» Yazılı görev a: Aşağıdaki satırlardan "Where can the apartment" ifadesini içeren satırdan "<point>656,825</point>" ifadesini içeren satıra kadar olan kısmı, iki uç da dahil, yeniden yaz ve başka satır ekleme. Yalnızca her "Target:" satırının ardından gelen koordinatları 0,7 ile çarpıp tam sayıya yuvarla (buçuklar yukarı), öteki satırları olduğu gibi bırak.

━━ Metin ━━

Manisa’ya ulaştığında artık gerçek kimliğini gizlemesine ihtiyacı kalmayınca gerçek ismini kullanmaya başladı ve Kuvayımilliye kumandanlarının giydiği bir kıyafet giydi. Bu dönemde cephedeki soruları çözmeye uğraşan Celal Bey, Ödemiş, Aydın, Akhisar çevresinde başarılı bir savunma hattı kurdu.(16) Bu süreçte, bölgede sevilen bir isim olmayı başaran Celal Bey 1919 Mebus Seçimlerinde o zamanki ismi Saruhan olan Manisa’dan mebus seçildi. İstanbul’a, son Osmanlı Mebusan Meclisine, mebus olarak giden Celal Bey ateşli konuşmalar yaptı. Hatta Celal Bey’in bir konuşması sansürlendi. Bu kısa mebusluk döneminde Misak-ı Milli’nin hazırlanmasında rol oyandı.(17) 16 Mart 1920’de İstanbul ve son Osmanlı Mebusan Meclisi işgal edilip, mebusların bir kısmı Malta’ya sürgüne gönderildi.(18) Celal Bey, işgali önceden haber aldığı için sürgünden kurtuldu. Ankara’ya gitmeyi düşünüyordu. Bu istediğini Mustafa Kemal Paşa’ya iletir ve Mustafa Kemal Paşa’dan olumlu cevap alır.(19) Celal Bey ise Mustafa Kemal Paşa’ya önce Bursa’ya, ailesini ziyaret etmeye gideceğini, sonrasında Ankara’ya geleceğini yazar. Bursa’ya doğru yola çıkar.

━━━
━━ Verilen bilgiler ━━

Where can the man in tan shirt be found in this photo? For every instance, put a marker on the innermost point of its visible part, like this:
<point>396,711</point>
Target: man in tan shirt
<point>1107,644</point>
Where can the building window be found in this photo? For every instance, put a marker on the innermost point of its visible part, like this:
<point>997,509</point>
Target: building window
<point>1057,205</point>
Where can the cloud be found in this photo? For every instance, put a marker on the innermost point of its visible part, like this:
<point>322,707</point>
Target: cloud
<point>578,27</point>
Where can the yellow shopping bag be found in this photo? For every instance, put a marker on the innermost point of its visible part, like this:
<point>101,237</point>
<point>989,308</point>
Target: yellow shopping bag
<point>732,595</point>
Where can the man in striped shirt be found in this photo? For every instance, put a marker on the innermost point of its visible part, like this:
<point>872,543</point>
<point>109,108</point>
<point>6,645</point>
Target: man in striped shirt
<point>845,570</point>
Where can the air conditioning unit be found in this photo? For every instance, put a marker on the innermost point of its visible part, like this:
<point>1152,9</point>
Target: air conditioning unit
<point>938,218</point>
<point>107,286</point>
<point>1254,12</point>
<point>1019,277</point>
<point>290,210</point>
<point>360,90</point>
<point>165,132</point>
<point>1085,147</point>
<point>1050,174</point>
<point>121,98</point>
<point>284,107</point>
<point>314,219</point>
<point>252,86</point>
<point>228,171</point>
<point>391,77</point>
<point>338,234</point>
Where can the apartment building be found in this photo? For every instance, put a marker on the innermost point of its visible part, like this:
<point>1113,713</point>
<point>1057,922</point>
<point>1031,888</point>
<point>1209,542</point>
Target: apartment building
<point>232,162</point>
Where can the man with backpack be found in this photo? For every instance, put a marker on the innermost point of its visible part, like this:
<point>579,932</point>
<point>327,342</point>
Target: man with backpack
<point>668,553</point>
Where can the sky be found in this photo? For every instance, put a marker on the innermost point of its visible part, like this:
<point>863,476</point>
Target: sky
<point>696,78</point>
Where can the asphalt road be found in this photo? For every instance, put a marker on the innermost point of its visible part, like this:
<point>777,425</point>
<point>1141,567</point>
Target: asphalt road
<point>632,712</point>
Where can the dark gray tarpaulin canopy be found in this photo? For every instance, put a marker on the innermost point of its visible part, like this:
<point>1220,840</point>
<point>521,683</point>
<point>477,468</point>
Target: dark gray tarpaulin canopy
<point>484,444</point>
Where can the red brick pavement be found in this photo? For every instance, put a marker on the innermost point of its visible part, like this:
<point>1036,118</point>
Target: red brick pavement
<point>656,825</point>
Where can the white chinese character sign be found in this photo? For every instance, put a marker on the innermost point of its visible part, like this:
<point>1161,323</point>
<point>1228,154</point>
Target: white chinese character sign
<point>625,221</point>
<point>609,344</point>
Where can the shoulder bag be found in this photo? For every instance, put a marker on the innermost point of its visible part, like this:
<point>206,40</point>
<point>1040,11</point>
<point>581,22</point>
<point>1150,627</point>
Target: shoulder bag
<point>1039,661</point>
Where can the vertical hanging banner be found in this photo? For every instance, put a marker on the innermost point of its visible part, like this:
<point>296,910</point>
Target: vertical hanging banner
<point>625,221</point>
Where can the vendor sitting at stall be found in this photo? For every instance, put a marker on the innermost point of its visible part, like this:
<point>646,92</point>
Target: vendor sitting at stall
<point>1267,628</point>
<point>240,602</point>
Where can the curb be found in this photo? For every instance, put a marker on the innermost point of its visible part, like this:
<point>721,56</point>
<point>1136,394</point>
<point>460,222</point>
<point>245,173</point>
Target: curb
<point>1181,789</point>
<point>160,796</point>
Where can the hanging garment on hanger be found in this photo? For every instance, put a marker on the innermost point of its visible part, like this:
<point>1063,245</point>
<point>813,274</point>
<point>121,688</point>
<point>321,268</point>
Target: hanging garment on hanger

━━━

» Yazılı görev b: Metni iki cümleyle özetle.

» Sonuç a:
Where can the apartment building be found in this photo? For every instance, put a marker on the innermost point of its visible part, like this:
<point>1113,713</point>
<point>1057,922</point>
<point>1031,888</point>
<point>1209,542</point>
Target: apartment building
<point>162,113</point>
Where can the man with backpack be found in this photo? For every instance, put a marker on the innermost point of its visible part, like this:
<point>579,932</point>
<point>327,342</point>
Target: man with backpack
<point>468,387</point>
Where can the sky be found in this photo? For every instance, put a marker on the innermost point of its visible part, like this:
<point>863,476</point>
Target: sky
<point>487,55</point>
Where can the asphalt road be found in this photo? For every instance, put a marker on the innermost point of its visible part, like this:
<point>777,425</point>
<point>1141,567</point>
Target: asphalt road
<point>442,498</point>
Where can the dark gray tarpaulin canopy be found in this photo? For every instance, put a marker on the innermost point of its visible part, like this:
<point>1220,840</point>
<point>521,683</point>
<point>477,468</point>
Target: dark gray tarpaulin canopy
<point>339,311</point>
Where can the red brick pavement be found in this photo? For every instance, put a marker on the innermost point of its visible part, like this:
<point>1036,118</point>
Target: red brick pavement
<point>459,578</point>

» Sonuç b: Celal Bey Manisa'ya ulaşınca gerçek ismini kullanmaya başladı, Ödemiş, Aydın ve Akhisar çevresinde başarılı bir savunma hattı kurdu ve 1919 Mebus Seçimlerinde Manisa'dan mebus seçildi. Son Osmanlı Mebusan Meclisinde ateşli konuşmalar yapıp Misak-ı Milli'nin hazırlanmasında rol oynadı, 16 Mart 1920 işgalini önceden haber aldığı için sürgünden kurtuldu ve ailesini ziyaret etmek üzere Bursa'ya doğru yola çıktı.